Exercise passage:
/DNAModAnnot

R toolbox for DNA Modifications filtering and annotation

Primary LanguageRGNU General Public License v3.0GPL-3.0

DNAModAnnot_Logo

DNAModAnnot: DNA Modification filtering and Annotation using long-read sequencing data

Introduction

DNAModAnnot is a R package providing a comprehensive toolkit for the genome-wide analysis and annotation of DNA modifications (Mod) (e.g. 6-methyladenine (6mA) or 5-methylcytosine (5mC)). Its modular architecture allows the analysis of Mod detection performed using Pacific Biosciences (PacBio) kineticsTools or Oxford Nanopore Technologies via DeepSignal software. DNAModAnnot also provides customized visualization functions to describe DNA modification patterns.

Description

DNAModAnnot_Diagram

Functions from the following modules can be combined according to the upper diagram.

  1. “Data loading” module – Functions such as ImportPacBioCSV or ImportDeepSignalModFrequency can be used to import input files and convert them as GRanges-like objects.
  2. “Sequencing quality” module – Functions in this module will check reference genome provided and compute (and visualize), per contig, the mean of provided parameters (coverage, methylation fraction etc...).

Exercise requirements:
(a) From the Introduction of the DNAModAnnot page, list every company and software tool named as a means of performing modification detection.
(b) Answer these about the DNAModAnnot page:
(i) Under what license is the package released?
(ii) What objects do the "Data loading" functions convert input files into?
(iii) What does the "Sequencing quality" module compute per contig?
Work only from the DNAModAnnot page; nothing outside it is needed.

Dataset excerpts:
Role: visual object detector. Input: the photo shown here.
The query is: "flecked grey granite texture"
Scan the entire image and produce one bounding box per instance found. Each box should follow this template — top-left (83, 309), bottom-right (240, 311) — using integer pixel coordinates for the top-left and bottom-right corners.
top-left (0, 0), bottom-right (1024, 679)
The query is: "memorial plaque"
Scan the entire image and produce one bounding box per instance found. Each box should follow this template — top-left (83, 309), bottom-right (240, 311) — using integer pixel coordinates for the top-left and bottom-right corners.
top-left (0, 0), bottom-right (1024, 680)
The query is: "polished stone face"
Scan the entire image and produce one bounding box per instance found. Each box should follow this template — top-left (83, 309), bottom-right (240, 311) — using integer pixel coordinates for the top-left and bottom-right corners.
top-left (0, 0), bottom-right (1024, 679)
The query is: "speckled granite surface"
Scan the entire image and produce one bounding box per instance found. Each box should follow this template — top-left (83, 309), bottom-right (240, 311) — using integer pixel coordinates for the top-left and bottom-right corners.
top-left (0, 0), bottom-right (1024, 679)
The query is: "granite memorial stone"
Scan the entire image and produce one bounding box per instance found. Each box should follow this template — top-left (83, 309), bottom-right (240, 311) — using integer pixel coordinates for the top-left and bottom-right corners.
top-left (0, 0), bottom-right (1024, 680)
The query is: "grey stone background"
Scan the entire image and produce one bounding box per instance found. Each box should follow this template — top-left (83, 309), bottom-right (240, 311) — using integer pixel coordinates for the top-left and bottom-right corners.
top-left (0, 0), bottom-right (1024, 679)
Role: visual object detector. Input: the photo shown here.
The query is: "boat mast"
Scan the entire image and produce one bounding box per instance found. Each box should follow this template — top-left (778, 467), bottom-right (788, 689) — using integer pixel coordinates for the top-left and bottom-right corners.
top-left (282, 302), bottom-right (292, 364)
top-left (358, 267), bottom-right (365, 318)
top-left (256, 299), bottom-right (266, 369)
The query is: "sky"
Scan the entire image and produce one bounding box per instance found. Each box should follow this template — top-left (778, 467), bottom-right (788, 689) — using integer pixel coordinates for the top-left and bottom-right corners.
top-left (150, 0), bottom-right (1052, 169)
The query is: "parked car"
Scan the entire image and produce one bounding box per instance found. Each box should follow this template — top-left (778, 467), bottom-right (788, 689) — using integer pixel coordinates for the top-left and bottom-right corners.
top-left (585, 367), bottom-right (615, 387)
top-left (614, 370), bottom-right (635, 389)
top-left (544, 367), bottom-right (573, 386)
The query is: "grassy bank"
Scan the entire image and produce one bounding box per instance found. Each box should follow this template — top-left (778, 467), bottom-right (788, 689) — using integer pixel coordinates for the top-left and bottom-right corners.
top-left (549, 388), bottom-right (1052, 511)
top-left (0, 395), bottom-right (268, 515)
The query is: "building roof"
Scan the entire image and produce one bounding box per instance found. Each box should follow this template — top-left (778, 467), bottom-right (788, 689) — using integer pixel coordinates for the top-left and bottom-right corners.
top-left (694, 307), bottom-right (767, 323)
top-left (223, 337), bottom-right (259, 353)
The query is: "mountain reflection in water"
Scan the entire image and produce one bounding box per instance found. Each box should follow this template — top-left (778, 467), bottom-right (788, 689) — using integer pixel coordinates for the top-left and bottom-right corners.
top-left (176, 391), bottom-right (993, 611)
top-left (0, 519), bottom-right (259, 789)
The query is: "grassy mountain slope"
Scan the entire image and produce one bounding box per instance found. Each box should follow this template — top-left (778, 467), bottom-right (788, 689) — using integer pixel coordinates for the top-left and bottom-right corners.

Answers for the exercise:
(a) Pacific Biosciences (PacBio), kineticsTools, Oxford Nanopore Technologies, DeepSignal

(b)
(i) GNU General Public License v3.0 (GPL-3.0)
(ii) GRanges-like objects
(iii) The mean of the provided parameters, such as coverage and methylation fraction